━━━━━ RECORDED DATA

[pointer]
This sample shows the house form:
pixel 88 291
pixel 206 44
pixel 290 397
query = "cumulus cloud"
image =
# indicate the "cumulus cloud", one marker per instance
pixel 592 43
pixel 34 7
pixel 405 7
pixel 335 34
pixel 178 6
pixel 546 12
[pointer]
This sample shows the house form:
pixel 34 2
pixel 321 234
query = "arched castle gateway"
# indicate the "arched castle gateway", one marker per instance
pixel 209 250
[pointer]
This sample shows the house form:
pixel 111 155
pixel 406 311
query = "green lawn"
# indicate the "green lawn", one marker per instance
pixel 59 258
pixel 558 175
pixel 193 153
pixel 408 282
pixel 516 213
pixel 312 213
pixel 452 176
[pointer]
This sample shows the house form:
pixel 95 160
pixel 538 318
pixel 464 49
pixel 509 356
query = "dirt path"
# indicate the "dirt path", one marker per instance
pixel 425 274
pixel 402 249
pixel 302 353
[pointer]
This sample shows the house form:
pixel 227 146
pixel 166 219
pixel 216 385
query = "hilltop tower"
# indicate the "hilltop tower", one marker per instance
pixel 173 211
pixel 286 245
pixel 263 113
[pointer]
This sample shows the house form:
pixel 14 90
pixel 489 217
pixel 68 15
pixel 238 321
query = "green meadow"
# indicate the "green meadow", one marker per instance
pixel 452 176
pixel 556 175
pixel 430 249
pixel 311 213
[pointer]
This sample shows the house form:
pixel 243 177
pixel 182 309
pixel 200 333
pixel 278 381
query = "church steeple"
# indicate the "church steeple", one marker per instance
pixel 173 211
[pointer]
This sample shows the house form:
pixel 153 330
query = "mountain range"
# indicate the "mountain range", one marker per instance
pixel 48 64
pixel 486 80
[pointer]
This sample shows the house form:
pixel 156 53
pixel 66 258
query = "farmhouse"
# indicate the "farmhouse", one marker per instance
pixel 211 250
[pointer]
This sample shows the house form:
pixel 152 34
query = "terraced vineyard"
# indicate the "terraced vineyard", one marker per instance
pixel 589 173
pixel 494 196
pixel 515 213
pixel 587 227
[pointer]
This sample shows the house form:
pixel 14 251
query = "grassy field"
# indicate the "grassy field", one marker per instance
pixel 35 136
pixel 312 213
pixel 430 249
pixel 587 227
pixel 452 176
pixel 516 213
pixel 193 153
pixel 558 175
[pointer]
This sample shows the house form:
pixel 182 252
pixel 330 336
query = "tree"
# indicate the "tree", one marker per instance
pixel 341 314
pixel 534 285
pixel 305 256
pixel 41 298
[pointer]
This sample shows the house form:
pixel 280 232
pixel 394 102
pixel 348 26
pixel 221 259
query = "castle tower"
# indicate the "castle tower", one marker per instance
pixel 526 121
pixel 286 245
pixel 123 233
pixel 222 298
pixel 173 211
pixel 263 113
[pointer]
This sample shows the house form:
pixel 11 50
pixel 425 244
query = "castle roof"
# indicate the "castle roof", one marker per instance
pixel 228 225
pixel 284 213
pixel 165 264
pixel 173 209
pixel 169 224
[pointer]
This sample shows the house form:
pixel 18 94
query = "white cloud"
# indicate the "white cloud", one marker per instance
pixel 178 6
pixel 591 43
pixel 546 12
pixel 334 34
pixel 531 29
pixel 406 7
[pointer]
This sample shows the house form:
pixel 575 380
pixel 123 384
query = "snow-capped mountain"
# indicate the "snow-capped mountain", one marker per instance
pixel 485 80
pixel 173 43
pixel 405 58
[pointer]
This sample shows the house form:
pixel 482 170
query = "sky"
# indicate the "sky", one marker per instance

━━━━━━━━━━

• [WHAT IS REQUIRED]:
All the records above need to be restated exactly, line by line.

• [OUTPUT FOR THIS EXERCISE]:
[pointer]
This sample shows the house form:
pixel 88 291
pixel 206 44
pixel 290 397
query = "cumulus cloud"
image =
# indicate the "cumulus cloud", one marker per instance
pixel 592 43
pixel 34 7
pixel 405 7
pixel 335 34
pixel 178 6
pixel 546 12
[pointer]
This sample shows the house form:
pixel 34 2
pixel 321 234
query = "arched castle gateway"
# indicate the "arched castle gateway", one marker per instance
pixel 209 250
[pointer]
This sample shows the house form:
pixel 111 155
pixel 406 311
query = "green lawn"
# indicate the "green lawn", one marker per instance
pixel 59 258
pixel 558 175
pixel 193 153
pixel 408 282
pixel 516 213
pixel 312 213
pixel 452 176
[pointer]
This sample shows the house form:
pixel 95 160
pixel 538 318
pixel 464 49
pixel 509 356
query = "dirt path"
# indicate the "dirt path", one marker per instance
pixel 425 274
pixel 402 249
pixel 302 353
[pointer]
This sample shows the house form:
pixel 227 146
pixel 166 219
pixel 216 385
query = "hilltop tower"
# indicate the "hilltop tower", one marker per instance
pixel 173 211
pixel 286 245
pixel 263 113
[pointer]
This sample shows the house form:
pixel 14 90
pixel 489 217
pixel 68 15
pixel 238 321
query = "green meadow"
# indicate the "green meadow", one marker per instance
pixel 452 176
pixel 556 175
pixel 430 249
pixel 311 213
[pointer]
This sample shows the house form:
pixel 243 177
pixel 182 309
pixel 200 333
pixel 278 381
query = "church steeple"
# indicate the "church steeple", one marker per instance
pixel 173 211
[pointer]
This sample shows the house form:
pixel 153 330
query = "mountain range"
# indicate the "mountain range", one marker per instance
pixel 48 64
pixel 486 80
[pointer]
This sample shows the house form:
pixel 156 53
pixel 66 258
query = "farmhouse"
# indicate the "farmhouse", one marker per instance
pixel 211 250
[pointer]
This sample shows the house form:
pixel 152 34
query = "terraced vineyard"
# indicate the "terraced vineyard", one marker per instance
pixel 589 173
pixel 494 196
pixel 515 213
pixel 587 227
[pointer]
This sample shows the house form:
pixel 14 251
query = "grassy field"
# indicate the "grassy field", one marker per instance
pixel 35 136
pixel 312 213
pixel 430 249
pixel 587 227
pixel 452 176
pixel 516 213
pixel 193 153
pixel 558 175
[pointer]
This sample shows the house form:
pixel 182 252
pixel 330 336
query = "tree"
# indicate the "tree", one marker per instance
pixel 341 314
pixel 534 285
pixel 305 256
pixel 41 298
[pointer]
This sample shows the house form:
pixel 280 232
pixel 394 102
pixel 348 26
pixel 221 259
query = "castle tower"
# indicate the "castle tower", one marker per instance
pixel 526 121
pixel 286 245
pixel 123 233
pixel 222 298
pixel 173 211
pixel 263 113
[pointer]
This sample shows the house form:
pixel 11 50
pixel 425 244
query = "castle roof"
# indicate the "castle roof", one marker per instance
pixel 228 225
pixel 284 213
pixel 165 264
pixel 173 209
pixel 169 224
[pointer]
This sample shows the house form:
pixel 18 94
query = "white cloud"
# indicate the "white cloud", one marker per instance
pixel 178 6
pixel 591 43
pixel 546 12
pixel 334 34
pixel 531 29
pixel 406 7
[pointer]
This sample shows the house form:
pixel 575 380
pixel 123 384
query = "snow-capped mountain"
# indicate the "snow-capped mountain", one marker per instance
pixel 485 80
pixel 173 43
pixel 405 58
[pointer]
This sample shows the house form:
pixel 482 170
query = "sky"
# indicate the "sky", one marker per instance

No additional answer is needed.